- [CONSIGNE A]: Comment traduire en anglais la phrase « Certains ont cru un moment en l’existence d’une variante au Japon. », tirée du texte sur un sport convivial ?

- [TEXTE DU DOCUMENT]:

Michael Grynszpan. Un sport convivial

Un sport convivial. De quoi s’agit-il ? Peu de gens ont entendu parler de cette pratique locale, typiquement israélienne, qu’on ne trouve nulle part ailleurs dans le monde. Certains ont cru un moment en l’existence d’une variante au Japon. Mais après une étude approfondie, les spécialistes ont conclu qu’il s’agissait d’une rumeur. Il n’y a désormais plus de doute sur le sujet, le débat est clos. Tous les Israéliens revenus de voyage du Japon peuvent témoigner que la coutume locale est beaucoup moins ancrée dans la société et surtout beaucoup moins répandue qu’au pays des Hébreux.

Toute tentative d’analogie avec d’autres sports a également échoué : ce n’est ni du rugby, ni de la lutte gréco-romaine, ni du basket, ni du catch, ni du décathlon. Pour pratiquer ce sport, point n’est nécessaire de porter une tenue particulière ni de disposer d’ustensiles. Ni ballon ni raquette.

(Enregistrements de coordonnées annotés)

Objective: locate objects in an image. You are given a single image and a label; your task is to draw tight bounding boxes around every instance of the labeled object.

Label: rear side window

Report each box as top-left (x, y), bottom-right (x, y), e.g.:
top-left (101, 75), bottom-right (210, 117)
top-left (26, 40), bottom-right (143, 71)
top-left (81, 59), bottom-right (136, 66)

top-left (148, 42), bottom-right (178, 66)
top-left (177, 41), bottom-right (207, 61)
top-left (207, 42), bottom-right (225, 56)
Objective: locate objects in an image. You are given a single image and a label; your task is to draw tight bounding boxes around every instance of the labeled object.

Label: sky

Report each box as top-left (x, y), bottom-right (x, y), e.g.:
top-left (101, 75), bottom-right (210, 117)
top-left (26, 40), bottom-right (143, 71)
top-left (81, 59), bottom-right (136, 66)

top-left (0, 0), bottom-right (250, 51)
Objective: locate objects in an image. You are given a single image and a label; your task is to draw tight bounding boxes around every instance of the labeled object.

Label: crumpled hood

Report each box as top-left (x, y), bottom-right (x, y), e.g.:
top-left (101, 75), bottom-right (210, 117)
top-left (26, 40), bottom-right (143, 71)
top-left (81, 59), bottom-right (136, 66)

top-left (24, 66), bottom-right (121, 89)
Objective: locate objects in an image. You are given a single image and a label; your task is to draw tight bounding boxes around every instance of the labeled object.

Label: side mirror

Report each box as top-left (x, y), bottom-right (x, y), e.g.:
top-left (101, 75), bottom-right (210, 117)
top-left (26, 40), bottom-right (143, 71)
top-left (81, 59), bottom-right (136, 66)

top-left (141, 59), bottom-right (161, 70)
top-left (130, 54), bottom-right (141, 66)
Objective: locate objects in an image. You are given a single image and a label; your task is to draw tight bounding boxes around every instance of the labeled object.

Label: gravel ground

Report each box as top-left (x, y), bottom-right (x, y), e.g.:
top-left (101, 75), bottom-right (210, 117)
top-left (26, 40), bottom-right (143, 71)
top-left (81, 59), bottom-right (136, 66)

- [CONSIGNE B]: Mettez à jour les enregistrements en remplaçant « Objective » par « Goal », sans rien changer d’autre. Partez du début des enregistrements, arrêtez-vous après la ligne qui contient « top-left (0, 0), bottom-right (250, 51) » et ne redonnez que ces lignes.

- [RÉPONSE A]: Some people believed for a while in the existence of a variant in Japan.

- [RÉPONSE B]:
Goal: locate objects in an image. You are given a single image and a label; your task is to draw tight bounding boxes around every instance of the labeled object.

Label: rear side window

Report each box as top-left (x, y), bottom-right (x, y), e.g.:
top-left (101, 75), bottom-right (210, 117)
top-left (26, 40), bottom-right (143, 71)
top-left (81, 59), bottom-right (136, 66)

top-left (148, 42), bottom-right (178, 66)
top-left (177, 41), bottom-right (207, 61)
top-left (207, 42), bottom-right (225, 56)
Goal: locate objects in an image. You are given a single image and a label; your task is to draw tight bounding boxes around every instance of the labeled object.

Label: sky

Report each box as top-left (x, y), bottom-right (x, y), e.g.:
top-left (101, 75), bottom-right (210, 117)
top-left (26, 40), bottom-right (143, 71)
top-left (81, 59), bottom-right (136, 66)

top-left (0, 0), bottom-right (250, 51)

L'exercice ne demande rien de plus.